Retype the lines below without any change, beginning with the first line and stopping after the line that contains "[189,186,640,426]".

>> Begin MATERIAL FOR THIS EXERCISE

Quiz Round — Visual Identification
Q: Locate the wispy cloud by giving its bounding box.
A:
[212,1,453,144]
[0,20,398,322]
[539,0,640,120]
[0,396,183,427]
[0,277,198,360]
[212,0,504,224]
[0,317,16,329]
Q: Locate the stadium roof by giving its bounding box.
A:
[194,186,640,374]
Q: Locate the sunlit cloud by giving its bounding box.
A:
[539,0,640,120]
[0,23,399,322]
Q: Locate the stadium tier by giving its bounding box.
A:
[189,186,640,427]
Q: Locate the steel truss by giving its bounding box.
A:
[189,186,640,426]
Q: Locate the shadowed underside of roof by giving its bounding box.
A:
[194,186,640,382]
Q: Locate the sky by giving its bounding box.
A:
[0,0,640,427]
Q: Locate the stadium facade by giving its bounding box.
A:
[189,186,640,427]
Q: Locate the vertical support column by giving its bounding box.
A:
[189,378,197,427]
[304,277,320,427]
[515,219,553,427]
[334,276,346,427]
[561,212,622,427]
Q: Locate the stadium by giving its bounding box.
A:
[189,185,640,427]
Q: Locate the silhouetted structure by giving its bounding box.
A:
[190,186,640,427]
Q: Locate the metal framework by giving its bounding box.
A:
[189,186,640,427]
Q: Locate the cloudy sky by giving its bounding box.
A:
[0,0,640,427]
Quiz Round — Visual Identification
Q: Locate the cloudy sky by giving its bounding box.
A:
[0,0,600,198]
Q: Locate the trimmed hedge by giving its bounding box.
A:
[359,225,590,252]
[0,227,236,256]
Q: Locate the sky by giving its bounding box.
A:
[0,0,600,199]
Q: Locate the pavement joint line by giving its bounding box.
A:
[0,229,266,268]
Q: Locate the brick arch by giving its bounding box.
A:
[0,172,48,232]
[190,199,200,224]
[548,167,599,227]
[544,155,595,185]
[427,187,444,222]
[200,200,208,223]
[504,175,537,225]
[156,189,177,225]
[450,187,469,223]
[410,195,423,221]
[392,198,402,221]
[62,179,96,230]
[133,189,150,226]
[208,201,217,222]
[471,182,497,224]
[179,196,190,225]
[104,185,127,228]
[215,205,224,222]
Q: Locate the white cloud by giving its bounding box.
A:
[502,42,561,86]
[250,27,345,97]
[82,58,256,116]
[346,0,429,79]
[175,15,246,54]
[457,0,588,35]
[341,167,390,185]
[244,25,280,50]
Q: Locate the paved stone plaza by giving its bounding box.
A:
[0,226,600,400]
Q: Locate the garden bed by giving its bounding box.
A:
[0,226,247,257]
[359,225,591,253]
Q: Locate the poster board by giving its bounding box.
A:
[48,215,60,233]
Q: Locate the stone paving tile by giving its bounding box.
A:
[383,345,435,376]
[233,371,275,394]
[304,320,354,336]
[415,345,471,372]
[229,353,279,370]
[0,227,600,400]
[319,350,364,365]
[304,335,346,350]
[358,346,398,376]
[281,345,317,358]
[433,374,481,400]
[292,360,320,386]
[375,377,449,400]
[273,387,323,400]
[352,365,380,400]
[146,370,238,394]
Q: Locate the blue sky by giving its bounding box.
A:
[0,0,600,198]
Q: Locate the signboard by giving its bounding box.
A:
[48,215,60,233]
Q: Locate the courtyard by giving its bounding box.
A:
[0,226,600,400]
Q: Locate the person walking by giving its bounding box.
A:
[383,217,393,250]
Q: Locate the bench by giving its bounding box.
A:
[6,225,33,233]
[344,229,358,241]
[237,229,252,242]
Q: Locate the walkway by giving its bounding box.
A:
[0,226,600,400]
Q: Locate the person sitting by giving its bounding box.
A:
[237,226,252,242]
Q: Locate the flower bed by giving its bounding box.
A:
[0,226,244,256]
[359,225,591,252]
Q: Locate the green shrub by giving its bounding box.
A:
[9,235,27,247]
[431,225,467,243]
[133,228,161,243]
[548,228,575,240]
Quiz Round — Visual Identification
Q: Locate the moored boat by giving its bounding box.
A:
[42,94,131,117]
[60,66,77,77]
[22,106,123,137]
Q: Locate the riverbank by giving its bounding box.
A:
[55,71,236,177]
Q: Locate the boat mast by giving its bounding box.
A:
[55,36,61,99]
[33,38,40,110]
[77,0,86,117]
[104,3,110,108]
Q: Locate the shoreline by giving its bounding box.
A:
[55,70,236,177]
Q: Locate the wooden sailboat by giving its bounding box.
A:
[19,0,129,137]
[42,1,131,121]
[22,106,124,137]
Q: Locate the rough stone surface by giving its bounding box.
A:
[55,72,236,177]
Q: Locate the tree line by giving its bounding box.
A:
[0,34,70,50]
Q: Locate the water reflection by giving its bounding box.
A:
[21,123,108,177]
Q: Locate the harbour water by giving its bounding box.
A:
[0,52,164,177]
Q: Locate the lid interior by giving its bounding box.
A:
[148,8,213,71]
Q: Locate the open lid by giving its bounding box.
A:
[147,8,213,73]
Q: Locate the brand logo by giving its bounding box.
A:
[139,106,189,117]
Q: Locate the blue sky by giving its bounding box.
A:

>> End MATERIAL FOR THIS EXERCISE

[RESULT OF THIS EXERCISE]
Quiz Round — Visual Identification
Q: Locate the wispy cloud by giving its bounding box.
A:
[212,1,453,144]
[0,20,398,322]
[539,0,640,120]
[0,396,183,427]
[0,277,198,360]
[212,0,504,224]
[0,317,16,329]
Q: Locate the stadium roof by giving its bounding box.
A:
[194,186,640,374]
Q: Locate the sunlit cloud by giving its bounding box.
A:
[539,0,640,120]
[0,23,399,322]
Q: Locate the stadium tier by giving its bounding box.
A:
[189,186,640,427]
Q: Locate the steel truss by giving its bounding box.
A:
[189,186,640,426]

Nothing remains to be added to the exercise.